#### Text provided
Ministers are to scrap ‘one-size-fits-all’ NHS health MOTs for the middle aged and replace them with finely tailored medical checks
- The current NHS Health Checks scheme is offered to anyone aged 40 to 74
- But Health Secretary Matt Hancock said the scheme is going to be revamped
- They will harness tech such as genetic testing to create a personal programme
- The existing scheme relies on a battery of checks, including blood pressure
Ministers are to scrap ‘one-size-fits-all’ health MOTs for the middle aged and replace them with finely tailored medical checks.
Health Secretary Matt Hancock said the revamped NHS Health Checks scheme – which is offered to anyone aged 40 to 74 – will harness modern technology such as genetic testing to create a personalised programme to prevent disease later in life.
The existing scheme, which was introduced in 2009, relies on a battery of checks examining issues such as blood pressure and cholesterol.
But the programme has come under criticism for its ‘blanket’ approach – with one Imperial College study published in 2016 suggesting it prevented just one heart attack or stroke for every 4,762 people who attend a health check in a year.
Health Secretary Matt Hancock said the revamped NHS Health Checks scheme – which is offered to anyone aged 40 to 74 – will harness modern technology such as genetic testing to create a personalised programme to prevent disease later in life
Mr Hancock said: ‘Personalised, preventative healthcare is mission critical to the future-fit healthcare service we want to build.
‘We must harness the latest technology and techniques to move away from the one-size-fits-all approach of the past.
########
#### Listed records
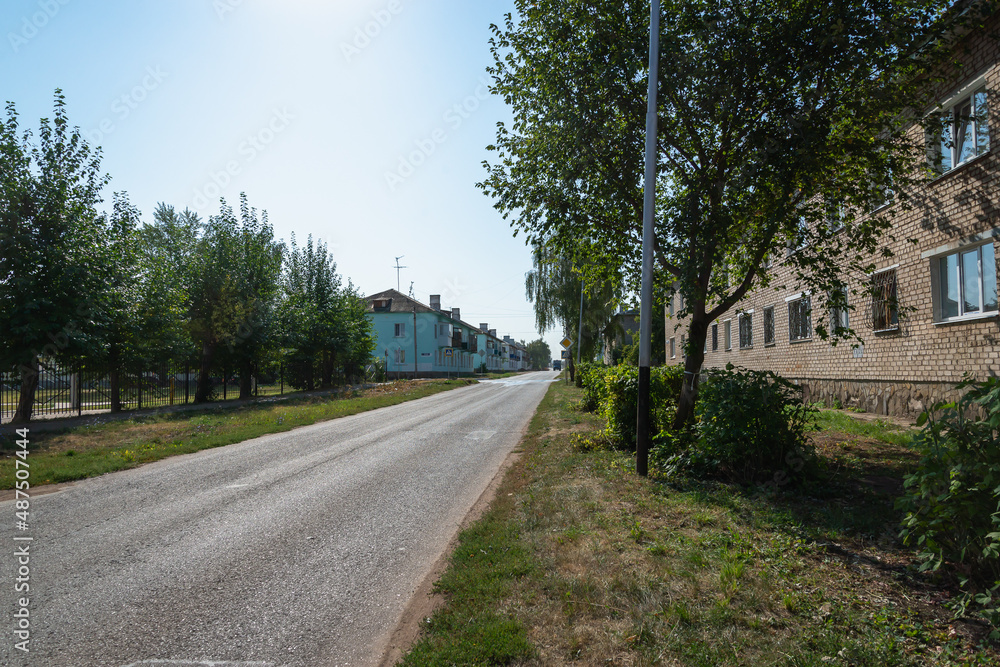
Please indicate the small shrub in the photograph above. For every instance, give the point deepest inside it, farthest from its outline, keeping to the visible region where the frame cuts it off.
(952, 500)
(591, 377)
(751, 427)
(620, 400)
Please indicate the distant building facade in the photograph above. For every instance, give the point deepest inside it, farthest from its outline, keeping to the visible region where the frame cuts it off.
(419, 340)
(932, 313)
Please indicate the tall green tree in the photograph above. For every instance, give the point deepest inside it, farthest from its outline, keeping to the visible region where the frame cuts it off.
(311, 319)
(770, 113)
(142, 308)
(54, 260)
(323, 322)
(233, 291)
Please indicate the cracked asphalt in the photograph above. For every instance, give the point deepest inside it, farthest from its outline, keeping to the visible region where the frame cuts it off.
(295, 549)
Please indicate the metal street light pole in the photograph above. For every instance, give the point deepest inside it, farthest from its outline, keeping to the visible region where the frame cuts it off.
(648, 210)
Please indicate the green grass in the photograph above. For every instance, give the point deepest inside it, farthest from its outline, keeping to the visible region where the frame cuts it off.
(89, 451)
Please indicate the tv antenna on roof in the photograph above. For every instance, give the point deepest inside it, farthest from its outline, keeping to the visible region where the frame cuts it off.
(398, 267)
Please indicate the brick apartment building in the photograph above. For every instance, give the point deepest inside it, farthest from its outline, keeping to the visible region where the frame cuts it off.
(943, 322)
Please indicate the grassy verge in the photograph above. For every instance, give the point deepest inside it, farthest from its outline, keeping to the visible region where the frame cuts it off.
(580, 561)
(88, 451)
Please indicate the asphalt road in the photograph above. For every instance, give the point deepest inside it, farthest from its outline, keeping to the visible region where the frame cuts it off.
(296, 549)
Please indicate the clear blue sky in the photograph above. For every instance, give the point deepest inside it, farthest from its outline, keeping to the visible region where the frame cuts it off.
(363, 123)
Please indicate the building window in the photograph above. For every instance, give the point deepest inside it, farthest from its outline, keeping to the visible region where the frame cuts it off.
(800, 318)
(769, 325)
(960, 133)
(968, 283)
(885, 304)
(746, 330)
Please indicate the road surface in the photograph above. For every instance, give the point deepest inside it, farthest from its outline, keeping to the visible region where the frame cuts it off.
(295, 549)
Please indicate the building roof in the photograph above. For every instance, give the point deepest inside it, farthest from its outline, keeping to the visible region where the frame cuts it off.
(399, 303)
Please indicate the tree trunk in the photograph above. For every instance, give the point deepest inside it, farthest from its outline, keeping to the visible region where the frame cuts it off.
(29, 385)
(115, 389)
(693, 360)
(204, 392)
(246, 379)
(114, 382)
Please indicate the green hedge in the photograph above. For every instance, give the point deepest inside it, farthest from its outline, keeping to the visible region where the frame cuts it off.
(751, 428)
(616, 392)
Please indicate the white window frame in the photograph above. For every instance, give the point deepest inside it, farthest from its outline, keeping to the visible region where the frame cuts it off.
(986, 257)
(946, 120)
(894, 269)
(797, 298)
(774, 327)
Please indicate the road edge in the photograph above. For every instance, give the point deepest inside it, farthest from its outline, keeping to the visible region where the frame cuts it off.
(424, 601)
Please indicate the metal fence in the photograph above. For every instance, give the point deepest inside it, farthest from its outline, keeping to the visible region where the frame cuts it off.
(66, 392)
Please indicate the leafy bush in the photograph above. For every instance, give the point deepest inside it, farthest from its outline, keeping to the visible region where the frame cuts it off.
(751, 427)
(952, 501)
(620, 400)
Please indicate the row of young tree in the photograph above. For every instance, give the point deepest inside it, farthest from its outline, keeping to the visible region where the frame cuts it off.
(768, 112)
(82, 286)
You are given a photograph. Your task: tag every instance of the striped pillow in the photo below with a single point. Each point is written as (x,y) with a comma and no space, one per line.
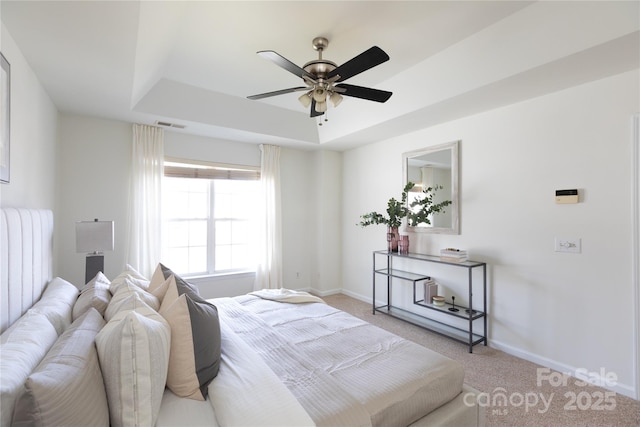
(133,349)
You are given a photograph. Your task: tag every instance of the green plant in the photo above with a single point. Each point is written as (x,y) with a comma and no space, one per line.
(397,210)
(427,208)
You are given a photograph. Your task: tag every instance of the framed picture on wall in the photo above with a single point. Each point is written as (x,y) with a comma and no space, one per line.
(5,114)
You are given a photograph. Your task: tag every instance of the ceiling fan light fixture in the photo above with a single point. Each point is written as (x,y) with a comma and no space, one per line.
(305,99)
(319,94)
(336,99)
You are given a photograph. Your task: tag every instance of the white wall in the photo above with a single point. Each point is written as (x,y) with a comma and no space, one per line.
(566,311)
(93,182)
(33,136)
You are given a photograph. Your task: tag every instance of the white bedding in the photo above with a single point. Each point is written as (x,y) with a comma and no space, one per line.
(310,364)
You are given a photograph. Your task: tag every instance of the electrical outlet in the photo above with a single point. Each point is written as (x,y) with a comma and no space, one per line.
(573,245)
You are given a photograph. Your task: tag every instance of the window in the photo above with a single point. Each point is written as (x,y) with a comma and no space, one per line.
(209,218)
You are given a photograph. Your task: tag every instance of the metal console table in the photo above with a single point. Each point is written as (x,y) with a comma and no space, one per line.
(466,336)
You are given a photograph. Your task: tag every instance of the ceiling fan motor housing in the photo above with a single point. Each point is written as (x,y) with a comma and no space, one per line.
(319,68)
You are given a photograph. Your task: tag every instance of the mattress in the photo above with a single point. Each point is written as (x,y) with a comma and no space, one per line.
(311,364)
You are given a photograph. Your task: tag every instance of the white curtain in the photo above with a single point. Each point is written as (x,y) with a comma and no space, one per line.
(145,204)
(269,270)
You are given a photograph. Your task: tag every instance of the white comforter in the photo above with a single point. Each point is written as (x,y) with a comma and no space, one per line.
(310,364)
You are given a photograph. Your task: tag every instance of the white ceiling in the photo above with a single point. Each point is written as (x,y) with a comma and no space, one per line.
(194,62)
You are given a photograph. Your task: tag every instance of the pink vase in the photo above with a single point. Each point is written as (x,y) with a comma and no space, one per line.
(392,239)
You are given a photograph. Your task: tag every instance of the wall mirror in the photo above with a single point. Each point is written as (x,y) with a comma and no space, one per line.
(435,166)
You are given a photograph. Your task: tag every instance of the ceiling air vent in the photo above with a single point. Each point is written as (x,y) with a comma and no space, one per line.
(169,125)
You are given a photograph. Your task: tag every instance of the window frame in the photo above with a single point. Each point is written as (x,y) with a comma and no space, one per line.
(197,169)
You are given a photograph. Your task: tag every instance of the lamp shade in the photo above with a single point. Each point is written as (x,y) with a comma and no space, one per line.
(94,236)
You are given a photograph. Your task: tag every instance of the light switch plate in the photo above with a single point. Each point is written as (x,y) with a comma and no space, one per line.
(565,244)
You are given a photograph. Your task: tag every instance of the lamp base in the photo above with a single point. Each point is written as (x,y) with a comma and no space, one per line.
(94,264)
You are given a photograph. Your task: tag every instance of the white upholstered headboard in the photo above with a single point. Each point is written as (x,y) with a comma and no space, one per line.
(26,260)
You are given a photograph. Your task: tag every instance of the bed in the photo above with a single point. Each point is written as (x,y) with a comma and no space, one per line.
(132,350)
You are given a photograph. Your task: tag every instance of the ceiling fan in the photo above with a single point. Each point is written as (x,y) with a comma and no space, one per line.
(323,78)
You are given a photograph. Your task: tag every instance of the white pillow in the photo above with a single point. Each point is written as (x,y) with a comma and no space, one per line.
(133,275)
(57,303)
(67,389)
(133,348)
(125,290)
(22,347)
(94,294)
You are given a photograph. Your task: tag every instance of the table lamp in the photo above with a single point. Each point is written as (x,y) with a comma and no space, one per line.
(93,238)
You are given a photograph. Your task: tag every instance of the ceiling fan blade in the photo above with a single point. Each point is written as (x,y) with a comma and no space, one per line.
(277,92)
(283,62)
(365,92)
(367,59)
(314,113)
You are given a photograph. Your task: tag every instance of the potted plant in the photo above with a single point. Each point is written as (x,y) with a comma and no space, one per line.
(398,210)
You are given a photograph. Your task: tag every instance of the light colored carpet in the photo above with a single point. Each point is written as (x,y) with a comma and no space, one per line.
(509,384)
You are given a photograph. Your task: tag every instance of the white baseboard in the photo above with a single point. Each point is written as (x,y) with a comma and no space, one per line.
(624,389)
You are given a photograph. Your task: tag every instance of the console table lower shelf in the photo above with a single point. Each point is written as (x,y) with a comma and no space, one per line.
(457,334)
(433,317)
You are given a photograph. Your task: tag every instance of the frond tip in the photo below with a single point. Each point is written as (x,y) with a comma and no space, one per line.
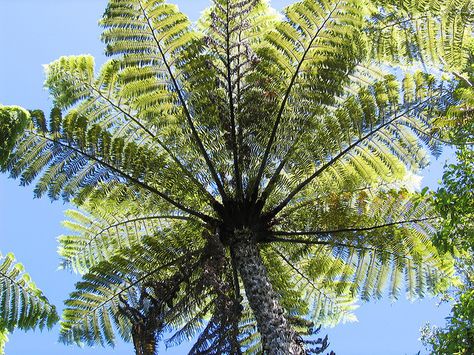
(13,120)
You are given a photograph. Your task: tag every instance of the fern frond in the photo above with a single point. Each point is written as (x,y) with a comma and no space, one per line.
(22,305)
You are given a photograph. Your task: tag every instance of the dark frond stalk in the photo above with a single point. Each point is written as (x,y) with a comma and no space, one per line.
(271,140)
(160,143)
(152,135)
(238,178)
(126,176)
(189,119)
(328,164)
(144,341)
(132,220)
(357,229)
(278,337)
(335,244)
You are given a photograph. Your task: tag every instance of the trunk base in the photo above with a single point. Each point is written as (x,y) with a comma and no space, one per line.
(278,337)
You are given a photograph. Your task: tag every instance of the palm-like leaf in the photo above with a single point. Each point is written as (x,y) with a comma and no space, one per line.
(22,305)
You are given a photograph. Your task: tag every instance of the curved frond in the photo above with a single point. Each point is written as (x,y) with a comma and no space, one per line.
(22,304)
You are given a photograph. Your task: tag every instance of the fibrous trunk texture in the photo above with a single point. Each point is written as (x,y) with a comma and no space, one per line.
(278,337)
(144,341)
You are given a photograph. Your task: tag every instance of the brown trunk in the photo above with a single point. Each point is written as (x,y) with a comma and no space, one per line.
(144,341)
(278,337)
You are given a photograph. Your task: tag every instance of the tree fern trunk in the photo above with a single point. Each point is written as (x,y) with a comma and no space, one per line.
(144,341)
(278,337)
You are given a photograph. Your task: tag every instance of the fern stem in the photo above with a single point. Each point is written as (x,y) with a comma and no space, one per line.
(361,229)
(185,107)
(165,197)
(283,104)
########
- **Assigned task**
From the text on the NHS Health Checks revamp, extract the passage between "Ministers are to scrap ‘one-size-fits-all’ NHS" and "tailored medical checks.", inclusive, copying it word for word.

- **Completed exercise**
Ministers are to scrap ‘one-size-fits-all’ NHS health MOTs for the middle aged and replace them with finely tailored medical checks
- The current NHS Health Checks scheme is offered to anyone aged 40 to 74
- But Health Secretary Matt Hancock said the scheme is going to be revamped
- They will harness tech such as genetic testing to create a personal programme
- The existing scheme relies on a battery of checks, including blood pressure
Ministers are to scrap ‘one-size-fits-all’ health MOTs for the middle aged and replace them with finely tailored medical checks.